# What is expected:
Reproduce each of the following lines verbatim, without altering any character, spacing, or order.

=======

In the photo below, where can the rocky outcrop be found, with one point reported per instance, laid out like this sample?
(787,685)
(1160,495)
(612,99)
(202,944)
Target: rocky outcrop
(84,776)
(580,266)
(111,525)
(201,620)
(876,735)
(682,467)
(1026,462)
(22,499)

=======

# Expected answer:
In the photo below, where can the rocky outcrop be found, with one point reported per instance, laid out like this sample?
(787,685)
(1160,495)
(612,99)
(202,944)
Target: rocky outcrop
(84,776)
(580,266)
(111,525)
(201,620)
(876,735)
(682,467)
(1026,462)
(22,499)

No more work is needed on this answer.